** START OF Extracted records **
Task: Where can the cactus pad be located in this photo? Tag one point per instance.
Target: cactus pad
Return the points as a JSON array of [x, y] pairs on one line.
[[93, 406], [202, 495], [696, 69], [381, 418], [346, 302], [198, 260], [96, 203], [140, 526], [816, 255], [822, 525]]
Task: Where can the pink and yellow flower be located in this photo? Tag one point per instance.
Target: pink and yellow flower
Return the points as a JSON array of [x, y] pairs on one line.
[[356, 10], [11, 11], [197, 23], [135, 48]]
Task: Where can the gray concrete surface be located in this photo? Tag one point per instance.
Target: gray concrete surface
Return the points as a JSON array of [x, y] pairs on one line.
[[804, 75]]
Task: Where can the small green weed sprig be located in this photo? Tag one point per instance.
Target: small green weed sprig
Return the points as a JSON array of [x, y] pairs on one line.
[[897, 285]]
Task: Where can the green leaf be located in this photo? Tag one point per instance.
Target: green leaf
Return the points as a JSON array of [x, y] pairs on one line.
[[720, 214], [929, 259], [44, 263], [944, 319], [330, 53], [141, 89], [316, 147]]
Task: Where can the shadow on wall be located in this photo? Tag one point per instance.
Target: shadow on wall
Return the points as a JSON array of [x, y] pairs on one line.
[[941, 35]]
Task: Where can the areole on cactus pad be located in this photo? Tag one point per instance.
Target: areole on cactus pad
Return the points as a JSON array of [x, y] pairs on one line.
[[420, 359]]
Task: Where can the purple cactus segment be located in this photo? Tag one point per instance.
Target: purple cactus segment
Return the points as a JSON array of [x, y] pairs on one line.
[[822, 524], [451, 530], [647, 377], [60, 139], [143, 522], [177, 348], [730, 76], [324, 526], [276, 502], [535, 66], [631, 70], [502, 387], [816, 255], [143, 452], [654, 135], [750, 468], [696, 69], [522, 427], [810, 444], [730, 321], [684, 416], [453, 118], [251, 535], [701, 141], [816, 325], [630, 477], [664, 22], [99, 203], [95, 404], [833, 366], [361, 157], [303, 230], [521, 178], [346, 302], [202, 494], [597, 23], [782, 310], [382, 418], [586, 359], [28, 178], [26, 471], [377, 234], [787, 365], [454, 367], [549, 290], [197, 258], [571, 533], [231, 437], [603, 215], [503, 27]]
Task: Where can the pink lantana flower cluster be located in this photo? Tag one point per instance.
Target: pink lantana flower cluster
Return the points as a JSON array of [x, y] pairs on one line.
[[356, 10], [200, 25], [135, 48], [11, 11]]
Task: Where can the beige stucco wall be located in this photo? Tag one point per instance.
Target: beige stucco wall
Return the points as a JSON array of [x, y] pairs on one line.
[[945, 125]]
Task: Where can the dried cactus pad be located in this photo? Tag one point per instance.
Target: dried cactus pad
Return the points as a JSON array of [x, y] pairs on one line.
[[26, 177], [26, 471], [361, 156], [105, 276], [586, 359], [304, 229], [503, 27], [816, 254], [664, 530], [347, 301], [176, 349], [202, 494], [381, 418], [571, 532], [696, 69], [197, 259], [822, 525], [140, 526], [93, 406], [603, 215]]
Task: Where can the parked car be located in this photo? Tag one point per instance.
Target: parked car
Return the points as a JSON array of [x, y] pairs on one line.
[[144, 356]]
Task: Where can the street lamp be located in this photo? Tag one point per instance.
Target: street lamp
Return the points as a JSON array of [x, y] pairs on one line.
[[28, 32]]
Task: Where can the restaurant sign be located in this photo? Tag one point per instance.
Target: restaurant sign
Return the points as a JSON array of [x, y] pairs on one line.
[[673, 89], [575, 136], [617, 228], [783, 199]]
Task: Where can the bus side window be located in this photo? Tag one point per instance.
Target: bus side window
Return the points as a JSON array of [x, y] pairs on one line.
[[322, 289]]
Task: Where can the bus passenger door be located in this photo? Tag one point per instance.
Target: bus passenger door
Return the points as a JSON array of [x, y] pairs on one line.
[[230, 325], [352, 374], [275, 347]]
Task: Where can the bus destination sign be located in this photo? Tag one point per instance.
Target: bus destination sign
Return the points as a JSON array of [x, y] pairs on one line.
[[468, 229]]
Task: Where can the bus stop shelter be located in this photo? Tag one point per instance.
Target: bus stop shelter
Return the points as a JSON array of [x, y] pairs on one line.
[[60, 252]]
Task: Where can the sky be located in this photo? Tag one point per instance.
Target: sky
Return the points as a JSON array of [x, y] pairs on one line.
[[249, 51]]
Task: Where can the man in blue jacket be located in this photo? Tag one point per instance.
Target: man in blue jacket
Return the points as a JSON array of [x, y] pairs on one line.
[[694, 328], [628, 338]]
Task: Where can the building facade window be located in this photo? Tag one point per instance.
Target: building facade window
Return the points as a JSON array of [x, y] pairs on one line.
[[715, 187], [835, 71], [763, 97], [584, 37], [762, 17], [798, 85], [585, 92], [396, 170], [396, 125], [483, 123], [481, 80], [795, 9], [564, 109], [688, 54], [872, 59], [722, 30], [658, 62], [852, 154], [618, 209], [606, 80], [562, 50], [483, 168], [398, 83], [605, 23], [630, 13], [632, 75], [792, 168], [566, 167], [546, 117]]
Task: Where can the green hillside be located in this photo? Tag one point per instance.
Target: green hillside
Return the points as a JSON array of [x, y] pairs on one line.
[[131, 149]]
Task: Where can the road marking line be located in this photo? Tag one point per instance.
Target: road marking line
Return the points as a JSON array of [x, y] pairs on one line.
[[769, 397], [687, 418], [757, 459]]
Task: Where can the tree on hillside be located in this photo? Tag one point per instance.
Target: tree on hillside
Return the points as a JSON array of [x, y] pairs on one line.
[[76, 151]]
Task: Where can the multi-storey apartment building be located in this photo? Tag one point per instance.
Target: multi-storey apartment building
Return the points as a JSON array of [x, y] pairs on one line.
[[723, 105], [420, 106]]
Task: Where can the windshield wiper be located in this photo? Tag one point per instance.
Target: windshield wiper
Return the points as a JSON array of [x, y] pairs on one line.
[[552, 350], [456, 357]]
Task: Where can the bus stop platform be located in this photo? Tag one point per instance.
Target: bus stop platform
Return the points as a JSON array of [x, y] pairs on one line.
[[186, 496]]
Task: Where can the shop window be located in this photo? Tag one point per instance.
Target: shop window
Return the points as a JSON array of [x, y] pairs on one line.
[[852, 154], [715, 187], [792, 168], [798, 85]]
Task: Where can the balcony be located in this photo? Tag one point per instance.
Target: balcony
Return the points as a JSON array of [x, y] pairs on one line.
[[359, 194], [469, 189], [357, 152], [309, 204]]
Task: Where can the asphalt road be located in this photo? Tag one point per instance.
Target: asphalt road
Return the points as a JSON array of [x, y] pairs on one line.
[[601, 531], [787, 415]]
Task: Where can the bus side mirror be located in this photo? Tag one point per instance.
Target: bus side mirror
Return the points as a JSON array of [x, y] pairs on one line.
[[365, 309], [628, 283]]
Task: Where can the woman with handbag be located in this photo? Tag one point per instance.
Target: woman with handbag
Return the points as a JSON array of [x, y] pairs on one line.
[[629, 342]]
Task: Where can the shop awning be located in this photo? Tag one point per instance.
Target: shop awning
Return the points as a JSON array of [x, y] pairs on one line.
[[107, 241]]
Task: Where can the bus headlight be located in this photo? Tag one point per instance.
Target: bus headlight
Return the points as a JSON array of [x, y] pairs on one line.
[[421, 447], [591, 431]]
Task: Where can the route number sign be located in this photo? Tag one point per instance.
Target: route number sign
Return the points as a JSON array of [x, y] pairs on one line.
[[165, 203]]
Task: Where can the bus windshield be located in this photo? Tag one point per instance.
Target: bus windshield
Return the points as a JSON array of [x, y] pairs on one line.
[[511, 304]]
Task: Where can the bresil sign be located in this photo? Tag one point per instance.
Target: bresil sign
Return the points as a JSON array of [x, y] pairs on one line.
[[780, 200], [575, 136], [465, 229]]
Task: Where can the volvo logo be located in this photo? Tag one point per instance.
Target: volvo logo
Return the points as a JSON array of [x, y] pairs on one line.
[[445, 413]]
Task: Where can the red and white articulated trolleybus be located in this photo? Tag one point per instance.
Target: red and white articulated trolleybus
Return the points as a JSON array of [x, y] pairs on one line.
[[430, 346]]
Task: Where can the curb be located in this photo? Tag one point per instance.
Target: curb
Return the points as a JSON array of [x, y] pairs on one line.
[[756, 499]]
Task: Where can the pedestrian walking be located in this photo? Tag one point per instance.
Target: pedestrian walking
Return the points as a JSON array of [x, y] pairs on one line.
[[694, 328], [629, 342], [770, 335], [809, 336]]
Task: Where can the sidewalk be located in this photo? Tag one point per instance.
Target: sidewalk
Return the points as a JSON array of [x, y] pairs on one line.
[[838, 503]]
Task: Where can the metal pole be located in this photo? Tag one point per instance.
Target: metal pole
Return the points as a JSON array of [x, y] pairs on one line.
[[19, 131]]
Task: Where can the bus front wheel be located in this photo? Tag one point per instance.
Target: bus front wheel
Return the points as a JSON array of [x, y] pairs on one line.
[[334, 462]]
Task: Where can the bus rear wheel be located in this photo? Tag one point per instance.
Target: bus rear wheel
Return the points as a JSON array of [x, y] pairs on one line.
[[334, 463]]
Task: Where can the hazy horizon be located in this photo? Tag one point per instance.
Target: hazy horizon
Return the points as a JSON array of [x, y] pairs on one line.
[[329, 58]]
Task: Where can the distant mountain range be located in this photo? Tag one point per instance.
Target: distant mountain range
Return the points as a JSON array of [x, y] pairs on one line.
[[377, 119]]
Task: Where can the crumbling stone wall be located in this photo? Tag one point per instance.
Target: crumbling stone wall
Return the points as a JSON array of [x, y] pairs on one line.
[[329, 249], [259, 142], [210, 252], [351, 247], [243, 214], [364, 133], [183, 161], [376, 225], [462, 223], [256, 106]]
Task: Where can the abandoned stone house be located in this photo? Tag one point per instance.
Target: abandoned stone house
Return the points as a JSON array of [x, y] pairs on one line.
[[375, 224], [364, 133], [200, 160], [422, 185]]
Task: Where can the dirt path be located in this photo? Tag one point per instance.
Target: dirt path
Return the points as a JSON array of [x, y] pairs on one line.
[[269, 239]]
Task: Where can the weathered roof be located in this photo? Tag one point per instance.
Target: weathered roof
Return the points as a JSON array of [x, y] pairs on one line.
** END OF Extracted records **
[Description of the task]:
Repeat the records word for word, starting at their first line and stopping after the line that contains "[[420, 359]]", including that line.

[Result of this exercise]:
Task: Where can the cactus pad be located in this photo? Tag one point per instance.
Target: cactus pad
Return the points as a JSON array of [x, y] pairs on one line.
[[93, 406], [202, 495], [696, 69], [381, 418], [346, 302], [198, 260], [96, 203], [140, 526], [816, 255], [822, 525]]
Task: Where can the pink and yellow flower be located in this photo? Tag one point per instance.
Target: pink and yellow flower
Return the points as a JSON array of [x, y] pairs on one line.
[[356, 10], [11, 11], [197, 23], [135, 48]]
Task: Where can the gray concrete surface be located in this photo? Tag one point per instance.
Target: gray concrete surface
Return the points as a JSON array of [x, y] pairs on one line.
[[804, 75]]
Task: Where can the small green weed sprig be located in this photo? Tag one point per instance.
Target: small green weed sprig
Return the points as a JSON array of [x, y] pairs on one line.
[[897, 285]]
Task: Where can the green leaf be located in this photo? Tag one point per instance.
Target: green leaf
Return the points as a JSON array of [x, y] pairs on one line.
[[720, 214], [929, 259], [44, 263], [944, 319], [330, 53], [141, 89], [316, 147]]
Task: Where can the shadow on wall be located in this photo? Tag one point per instance.
Target: shadow on wall
Return the points as a JSON array of [x, y] pairs on one line.
[[941, 35]]
Task: Where can the areole on cactus pad be located in this photo? Tag one point per instance.
Target: areole on cactus pad
Return the points as a JSON array of [x, y] pairs on one line.
[[420, 359]]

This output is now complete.